Input data below:

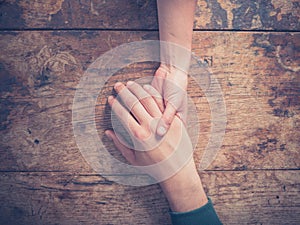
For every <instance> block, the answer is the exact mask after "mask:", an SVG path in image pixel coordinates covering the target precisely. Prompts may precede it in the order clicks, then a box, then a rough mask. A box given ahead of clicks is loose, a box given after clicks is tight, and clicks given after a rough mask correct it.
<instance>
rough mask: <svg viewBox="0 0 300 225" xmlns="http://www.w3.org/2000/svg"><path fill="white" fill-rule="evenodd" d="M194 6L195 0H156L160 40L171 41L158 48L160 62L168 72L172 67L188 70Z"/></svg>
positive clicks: (189, 64)
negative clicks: (165, 68) (167, 69)
mask: <svg viewBox="0 0 300 225" xmlns="http://www.w3.org/2000/svg"><path fill="white" fill-rule="evenodd" d="M195 7H196V1H195V0H157V8H158V21H159V37H160V40H161V41H164V42H166V43H172V44H166V43H161V49H160V56H161V62H162V64H163V65H167V66H168V67H169V70H170V72H172V71H171V70H172V67H176V68H177V69H179V70H181V71H183V72H188V69H189V65H190V57H191V52H190V50H191V46H192V34H193V22H194V13H195ZM174 44H175V45H174ZM175 72H176V71H175ZM172 73H174V71H173V72H172Z"/></svg>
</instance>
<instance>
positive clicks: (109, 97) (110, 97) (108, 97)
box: [107, 95, 114, 103]
mask: <svg viewBox="0 0 300 225" xmlns="http://www.w3.org/2000/svg"><path fill="white" fill-rule="evenodd" d="M113 99H114V97H113V96H111V95H110V96H108V98H107V101H108V103H111V102H112V100H113Z"/></svg>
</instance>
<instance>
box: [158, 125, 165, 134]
mask: <svg viewBox="0 0 300 225" xmlns="http://www.w3.org/2000/svg"><path fill="white" fill-rule="evenodd" d="M166 132H167V130H166V128H164V127H163V126H160V127H159V128H158V129H157V134H158V135H160V136H163V135H165V133H166Z"/></svg>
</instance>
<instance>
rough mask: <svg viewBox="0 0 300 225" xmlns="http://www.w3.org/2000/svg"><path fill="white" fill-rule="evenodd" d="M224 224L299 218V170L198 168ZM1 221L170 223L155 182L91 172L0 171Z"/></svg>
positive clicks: (46, 223) (167, 215)
mask: <svg viewBox="0 0 300 225" xmlns="http://www.w3.org/2000/svg"><path fill="white" fill-rule="evenodd" d="M201 177H202V181H203V183H204V184H205V189H206V190H207V193H208V195H209V196H210V197H211V198H212V200H213V202H214V204H215V208H216V210H217V212H218V214H219V216H220V218H221V220H222V221H223V222H224V224H273V225H277V224H278V225H281V224H291V225H292V224H295V225H296V224H298V223H299V220H300V217H299V215H300V213H299V212H300V201H299V192H300V183H299V171H256V172H251V171H232V172H230V171H227V172H222V171H219V172H207V173H201ZM0 180H1V186H0V197H1V198H0V199H1V204H0V222H1V224H16V225H17V224H22V225H27V224H62V225H63V224H95V223H96V224H101V225H104V224H105V225H107V224H111V225H117V224H128V225H129V224H130V225H131V224H137V225H138V224H147V225H151V224H153V225H154V224H155V225H156V224H165V225H168V224H170V221H169V217H168V210H169V208H168V204H167V201H166V199H165V197H164V195H163V193H162V191H161V189H160V188H159V186H158V185H152V186H147V187H138V188H137V187H129V186H121V185H117V184H115V183H111V182H109V181H107V180H105V179H103V178H102V177H101V176H98V175H93V174H81V175H80V174H66V173H1V174H0Z"/></svg>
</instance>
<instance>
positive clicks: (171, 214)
mask: <svg viewBox="0 0 300 225" xmlns="http://www.w3.org/2000/svg"><path fill="white" fill-rule="evenodd" d="M170 216H171V219H172V224H173V225H222V223H221V221H220V220H219V218H218V215H217V213H216V211H215V209H214V207H213V204H212V202H211V200H210V198H208V203H206V204H205V205H204V206H202V207H200V208H198V209H195V210H192V211H189V212H183V213H182V212H170Z"/></svg>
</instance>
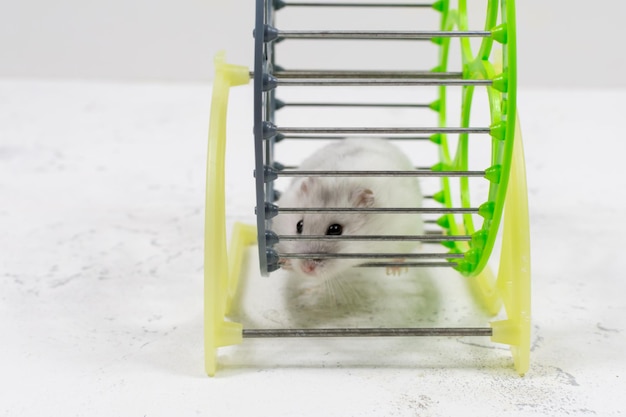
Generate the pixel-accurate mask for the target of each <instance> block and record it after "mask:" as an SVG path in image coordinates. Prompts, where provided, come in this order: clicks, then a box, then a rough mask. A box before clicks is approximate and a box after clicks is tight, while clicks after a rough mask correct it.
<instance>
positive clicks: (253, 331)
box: [243, 327, 493, 339]
mask: <svg viewBox="0 0 626 417" xmlns="http://www.w3.org/2000/svg"><path fill="white" fill-rule="evenodd" d="M492 335H493V330H492V328H491V327H460V328H450V327H448V328H445V327H444V328H442V327H439V328H437V327H422V328H410V327H400V328H379V329H376V328H360V329H359V328H355V329H350V328H343V329H244V330H243V337H244V338H246V339H248V338H271V337H381V336H386V337H393V336H395V337H408V336H448V337H450V336H452V337H459V336H489V337H490V336H492Z"/></svg>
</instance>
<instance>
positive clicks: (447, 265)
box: [356, 262, 458, 268]
mask: <svg viewBox="0 0 626 417" xmlns="http://www.w3.org/2000/svg"><path fill="white" fill-rule="evenodd" d="M457 265H458V263H456V262H402V263H399V262H367V263H364V264H360V265H357V266H356V268H394V267H399V268H454V267H456V266H457Z"/></svg>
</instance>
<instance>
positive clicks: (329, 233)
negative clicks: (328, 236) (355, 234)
mask: <svg viewBox="0 0 626 417" xmlns="http://www.w3.org/2000/svg"><path fill="white" fill-rule="evenodd" d="M342 233H343V226H342V225H340V224H336V223H335V224H331V225H330V226H328V230H326V234H327V235H332V236H338V235H340V234H342Z"/></svg>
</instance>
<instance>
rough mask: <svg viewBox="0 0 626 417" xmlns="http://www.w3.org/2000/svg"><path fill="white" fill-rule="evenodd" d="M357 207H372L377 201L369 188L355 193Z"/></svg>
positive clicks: (372, 192) (355, 203)
mask: <svg viewBox="0 0 626 417" xmlns="http://www.w3.org/2000/svg"><path fill="white" fill-rule="evenodd" d="M353 201H354V205H355V206H356V207H372V206H374V203H375V201H376V199H375V197H374V193H373V192H372V190H370V189H369V188H364V189H359V190H357V191H356V192H355V193H354V200H353Z"/></svg>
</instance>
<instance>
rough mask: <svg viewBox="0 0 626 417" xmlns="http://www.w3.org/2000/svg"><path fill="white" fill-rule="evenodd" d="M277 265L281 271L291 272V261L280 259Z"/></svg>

End of Input data.

§ Exercise brief
Reproduce every entry above word for word, but leave out the pictures.

§ Written response
For every <instance> block, the answer is the exact mask after "mask:", an SVG path in image pixel coordinates covering the target precisely. Prompts may precede it in the order clicks, then a box, then a rough mask. A box given ahead of clicks is loose, a box given after clicks is tight, and clicks given after a rough mask correct it.
<instance>
rough mask: <svg viewBox="0 0 300 225" xmlns="http://www.w3.org/2000/svg"><path fill="white" fill-rule="evenodd" d="M194 6L195 0H156L160 40L171 41L158 48L160 62L168 72L172 67L188 70Z"/></svg>
positive clicks: (189, 64)
negative clicks: (165, 68) (167, 69)
mask: <svg viewBox="0 0 300 225" xmlns="http://www.w3.org/2000/svg"><path fill="white" fill-rule="evenodd" d="M195 7H196V1H195V0H157V8H158V21H159V37H160V40H161V41H164V42H166V43H172V44H166V43H161V49H160V56H161V62H162V64H163V65H167V66H168V67H169V70H170V72H172V71H171V70H172V67H176V68H177V69H179V70H181V71H183V72H188V69H189V65H190V57H191V52H190V50H191V46H192V34H193V22H194V13H195ZM174 44H175V45H174ZM175 72H176V71H175ZM172 73H174V71H173V72H172Z"/></svg>
</instance>
<instance>
positive clicks: (109, 97) (110, 97) (108, 97)
box: [107, 95, 114, 103]
mask: <svg viewBox="0 0 300 225" xmlns="http://www.w3.org/2000/svg"><path fill="white" fill-rule="evenodd" d="M113 99H114V97H113V96H111V95H110V96H108V98H107V101H108V103H111V102H112V100H113Z"/></svg>
</instance>
<instance>
box: [158, 125, 165, 134]
mask: <svg viewBox="0 0 300 225" xmlns="http://www.w3.org/2000/svg"><path fill="white" fill-rule="evenodd" d="M166 132H167V130H166V128H164V127H163V126H160V127H159V128H158V129H157V134H158V135H160V136H163V135H165V133H166Z"/></svg>
</instance>
<instance>
rough mask: <svg viewBox="0 0 300 225" xmlns="http://www.w3.org/2000/svg"><path fill="white" fill-rule="evenodd" d="M224 224L299 218V170L198 168ZM1 221L170 223L155 182L91 172L0 171Z"/></svg>
positive clicks: (46, 223) (167, 215)
mask: <svg viewBox="0 0 300 225" xmlns="http://www.w3.org/2000/svg"><path fill="white" fill-rule="evenodd" d="M201 177H202V181H203V183H204V184H205V189H206V190H207V193H208V195H209V196H210V197H211V198H212V200H213V202H214V204H215V208H216V210H217V212H218V214H219V216H220V218H221V220H222V221H223V222H224V224H273V225H277V224H278V225H281V224H291V225H292V224H295V225H296V224H298V223H299V220H300V217H299V215H300V213H299V212H300V201H299V192H300V183H299V171H256V172H251V171H232V172H230V171H227V172H222V171H219V172H207V173H201ZM0 180H1V186H0V197H1V198H0V199H1V204H0V222H1V224H16V225H17V224H22V225H27V224H62V225H63V224H95V223H96V224H101V225H104V224H105V225H107V224H111V225H117V224H128V225H129V224H130V225H131V224H137V225H138V224H147V225H151V224H153V225H154V224H155V225H156V224H165V225H168V224H170V221H169V217H168V210H169V208H168V204H167V201H166V199H165V197H164V195H163V193H162V191H161V189H160V188H159V186H158V185H152V186H147V187H138V188H137V187H129V186H121V185H117V184H115V183H111V182H109V181H107V180H105V179H103V178H102V177H101V176H98V175H93V174H81V175H80V174H66V173H1V174H0Z"/></svg>
</instance>
<instance>
positive clicks: (171, 214)
mask: <svg viewBox="0 0 300 225" xmlns="http://www.w3.org/2000/svg"><path fill="white" fill-rule="evenodd" d="M170 216H171V219H172V224H173V225H222V223H221V221H220V220H219V218H218V215H217V213H216V211H215V209H214V207H213V204H212V202H211V200H210V198H208V203H206V204H205V205H204V206H202V207H200V208H198V209H195V210H192V211H189V212H183V213H182V212H170Z"/></svg>
</instance>
Generate the pixel-accurate mask for the target of each <instance> block and record it after "mask:" as an SVG path in image coordinates. Prompts, where provided, come in this order: clicks, then a box, then a rough mask. A box before clicks is approximate and a box after clicks is tight, while clicks after a rough mask correct it.
<instance>
positive clicks: (253, 331)
box: [243, 327, 493, 339]
mask: <svg viewBox="0 0 626 417" xmlns="http://www.w3.org/2000/svg"><path fill="white" fill-rule="evenodd" d="M492 335H493V330H492V328H491V327H460V328H450V327H448V328H445V327H444V328H442V327H439V328H437V327H422V328H410V327H400V328H379V329H376V328H360V329H359V328H355V329H350V328H343V329H244V330H243V337H244V338H246V339H248V338H271V337H381V336H386V337H393V336H395V337H408V336H448V337H450V336H452V337H459V336H489V337H490V336H492Z"/></svg>
</instance>
<instance>
positive clicks: (447, 265)
box: [356, 262, 458, 268]
mask: <svg viewBox="0 0 626 417" xmlns="http://www.w3.org/2000/svg"><path fill="white" fill-rule="evenodd" d="M457 265H458V263H456V262H402V263H399V262H367V263H364V264H360V265H357V266H356V268H394V267H399V268H454V267H456V266H457Z"/></svg>
</instance>
<instance>
positive clicks: (329, 233)
negative clicks: (328, 236) (355, 234)
mask: <svg viewBox="0 0 626 417" xmlns="http://www.w3.org/2000/svg"><path fill="white" fill-rule="evenodd" d="M342 233H343V226H342V225H340V224H336V223H335V224H331V225H330V226H328V230H326V234H327V235H332V236H338V235H340V234H342Z"/></svg>
</instance>
<instance>
rough mask: <svg viewBox="0 0 626 417" xmlns="http://www.w3.org/2000/svg"><path fill="white" fill-rule="evenodd" d="M357 207H372L377 201L369 188L355 193Z"/></svg>
positive clicks: (372, 192) (355, 203)
mask: <svg viewBox="0 0 626 417" xmlns="http://www.w3.org/2000/svg"><path fill="white" fill-rule="evenodd" d="M353 201H354V205H355V206H356V207H372V206H374V203H375V201H376V199H375V197H374V193H373V192H372V190H370V189H369V188H364V189H359V190H357V191H356V192H355V193H354V200H353Z"/></svg>
</instance>
<instance>
rough mask: <svg viewBox="0 0 626 417" xmlns="http://www.w3.org/2000/svg"><path fill="white" fill-rule="evenodd" d="M277 265L281 271L291 272V261L280 259Z"/></svg>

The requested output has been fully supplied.